## GIVEN INSTRUCTION
Extract every line of the records below that contains the word "white".

## RECORDS FOR THIS EXERCISE
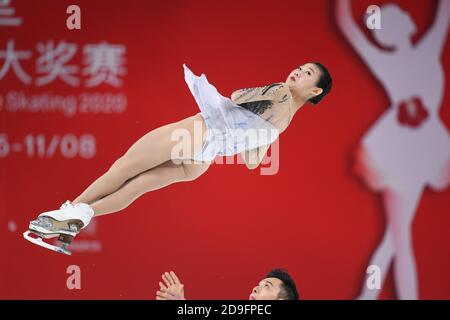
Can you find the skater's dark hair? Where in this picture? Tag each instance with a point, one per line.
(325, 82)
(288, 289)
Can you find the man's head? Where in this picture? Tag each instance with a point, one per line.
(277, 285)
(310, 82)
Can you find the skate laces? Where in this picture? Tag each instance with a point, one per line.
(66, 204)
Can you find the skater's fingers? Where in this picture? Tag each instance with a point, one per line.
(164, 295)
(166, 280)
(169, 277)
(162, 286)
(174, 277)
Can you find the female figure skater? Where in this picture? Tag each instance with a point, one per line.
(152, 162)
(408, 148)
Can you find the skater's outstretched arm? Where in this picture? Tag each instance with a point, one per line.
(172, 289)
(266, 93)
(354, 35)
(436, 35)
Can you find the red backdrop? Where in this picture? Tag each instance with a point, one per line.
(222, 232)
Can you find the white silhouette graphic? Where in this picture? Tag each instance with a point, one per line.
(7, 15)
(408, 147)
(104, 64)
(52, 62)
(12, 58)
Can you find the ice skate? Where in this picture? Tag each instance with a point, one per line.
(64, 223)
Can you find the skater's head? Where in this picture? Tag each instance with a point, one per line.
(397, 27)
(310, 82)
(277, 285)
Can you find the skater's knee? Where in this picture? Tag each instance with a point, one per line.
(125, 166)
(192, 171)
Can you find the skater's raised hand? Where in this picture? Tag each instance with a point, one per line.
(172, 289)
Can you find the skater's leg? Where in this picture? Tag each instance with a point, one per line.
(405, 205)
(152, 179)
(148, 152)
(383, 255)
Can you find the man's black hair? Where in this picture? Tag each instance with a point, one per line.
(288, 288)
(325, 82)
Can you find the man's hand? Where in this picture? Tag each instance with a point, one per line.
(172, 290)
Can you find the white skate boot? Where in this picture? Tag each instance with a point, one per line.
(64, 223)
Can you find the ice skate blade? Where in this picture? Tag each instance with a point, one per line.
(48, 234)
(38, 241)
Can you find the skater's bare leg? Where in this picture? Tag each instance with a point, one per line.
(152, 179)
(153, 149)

...

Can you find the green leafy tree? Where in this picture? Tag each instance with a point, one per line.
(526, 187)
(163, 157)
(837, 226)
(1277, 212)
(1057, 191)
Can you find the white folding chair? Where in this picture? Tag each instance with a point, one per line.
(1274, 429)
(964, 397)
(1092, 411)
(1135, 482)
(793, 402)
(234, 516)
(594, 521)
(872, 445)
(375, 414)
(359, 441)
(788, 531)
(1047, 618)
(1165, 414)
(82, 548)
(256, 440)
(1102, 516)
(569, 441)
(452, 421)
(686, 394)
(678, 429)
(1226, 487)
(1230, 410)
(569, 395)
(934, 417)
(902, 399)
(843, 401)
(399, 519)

* * *

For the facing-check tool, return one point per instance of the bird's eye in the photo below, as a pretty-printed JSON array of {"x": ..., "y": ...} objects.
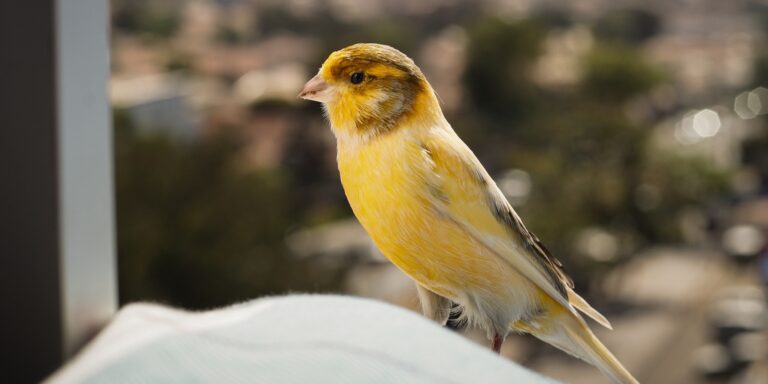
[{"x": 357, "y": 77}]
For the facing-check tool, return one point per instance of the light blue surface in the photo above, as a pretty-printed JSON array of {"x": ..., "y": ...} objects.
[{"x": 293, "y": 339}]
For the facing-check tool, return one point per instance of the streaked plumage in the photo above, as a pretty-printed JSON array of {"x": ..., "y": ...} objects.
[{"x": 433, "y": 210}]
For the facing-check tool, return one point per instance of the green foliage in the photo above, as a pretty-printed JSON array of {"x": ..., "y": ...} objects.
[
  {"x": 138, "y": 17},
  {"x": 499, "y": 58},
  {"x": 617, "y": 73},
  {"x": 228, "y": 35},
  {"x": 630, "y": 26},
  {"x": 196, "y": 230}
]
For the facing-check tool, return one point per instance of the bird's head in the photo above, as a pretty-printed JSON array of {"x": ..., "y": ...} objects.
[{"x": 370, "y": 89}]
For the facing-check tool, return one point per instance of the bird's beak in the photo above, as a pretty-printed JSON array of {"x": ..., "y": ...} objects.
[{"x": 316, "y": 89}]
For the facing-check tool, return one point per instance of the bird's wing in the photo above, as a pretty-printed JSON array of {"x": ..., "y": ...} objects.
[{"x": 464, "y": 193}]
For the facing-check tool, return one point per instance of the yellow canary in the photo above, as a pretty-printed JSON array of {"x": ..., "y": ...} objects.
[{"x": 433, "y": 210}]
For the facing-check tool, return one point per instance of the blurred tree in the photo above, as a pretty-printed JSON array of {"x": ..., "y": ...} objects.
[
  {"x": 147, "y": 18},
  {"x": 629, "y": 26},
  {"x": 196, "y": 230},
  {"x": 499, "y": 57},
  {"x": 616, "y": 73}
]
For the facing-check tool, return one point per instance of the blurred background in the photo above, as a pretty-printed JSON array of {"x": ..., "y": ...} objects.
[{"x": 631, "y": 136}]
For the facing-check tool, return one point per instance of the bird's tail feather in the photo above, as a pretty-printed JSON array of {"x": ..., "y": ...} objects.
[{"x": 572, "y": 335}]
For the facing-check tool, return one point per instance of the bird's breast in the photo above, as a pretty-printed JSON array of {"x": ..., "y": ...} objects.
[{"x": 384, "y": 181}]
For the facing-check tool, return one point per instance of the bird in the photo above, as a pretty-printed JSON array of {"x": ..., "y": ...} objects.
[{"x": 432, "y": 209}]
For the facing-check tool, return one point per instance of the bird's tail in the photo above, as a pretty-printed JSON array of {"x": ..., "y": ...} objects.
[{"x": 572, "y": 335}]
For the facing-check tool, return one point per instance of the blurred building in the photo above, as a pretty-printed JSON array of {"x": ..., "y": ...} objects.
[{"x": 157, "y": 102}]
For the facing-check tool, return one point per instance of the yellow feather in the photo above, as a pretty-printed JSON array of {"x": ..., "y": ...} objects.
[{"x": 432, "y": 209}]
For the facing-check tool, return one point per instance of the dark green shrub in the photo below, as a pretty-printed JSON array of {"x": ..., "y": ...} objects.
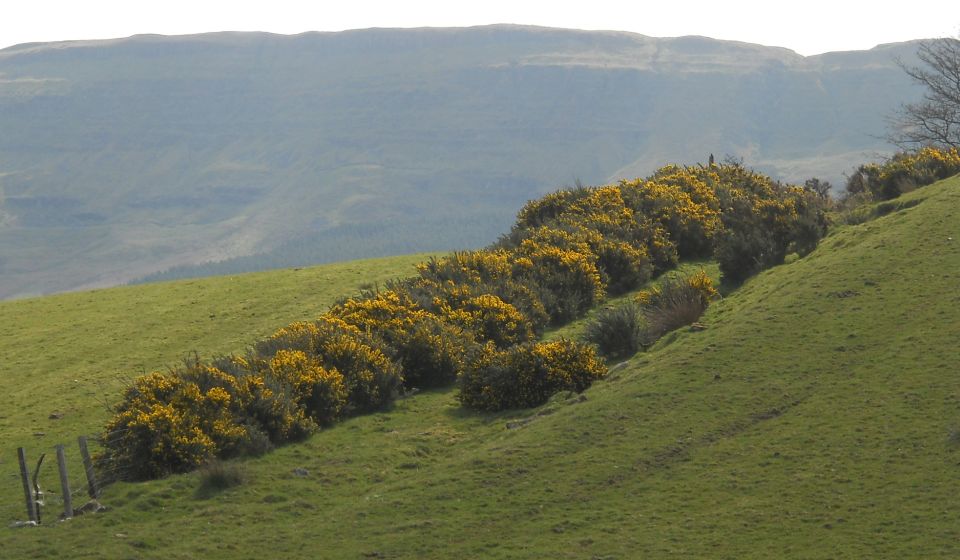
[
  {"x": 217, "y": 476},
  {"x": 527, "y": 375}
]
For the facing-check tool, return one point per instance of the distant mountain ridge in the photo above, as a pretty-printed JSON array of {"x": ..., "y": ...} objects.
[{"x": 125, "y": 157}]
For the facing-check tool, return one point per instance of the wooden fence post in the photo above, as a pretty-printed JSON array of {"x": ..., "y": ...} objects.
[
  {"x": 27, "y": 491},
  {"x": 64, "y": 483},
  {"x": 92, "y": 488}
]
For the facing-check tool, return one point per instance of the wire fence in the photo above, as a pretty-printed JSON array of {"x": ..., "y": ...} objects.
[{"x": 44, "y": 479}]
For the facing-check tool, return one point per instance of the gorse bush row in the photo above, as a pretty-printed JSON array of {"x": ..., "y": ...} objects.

## EXERCISE SOLUTION
Can you find the white silhouette graphic? Where in this picture? Tag each instance with a point, one per line.
Can you find the white skate boot? Where in this picture? Tag each instance with a point, one per line.
Can you find the white folding chair? Where in this picture? Tag each instance with a point, one per line.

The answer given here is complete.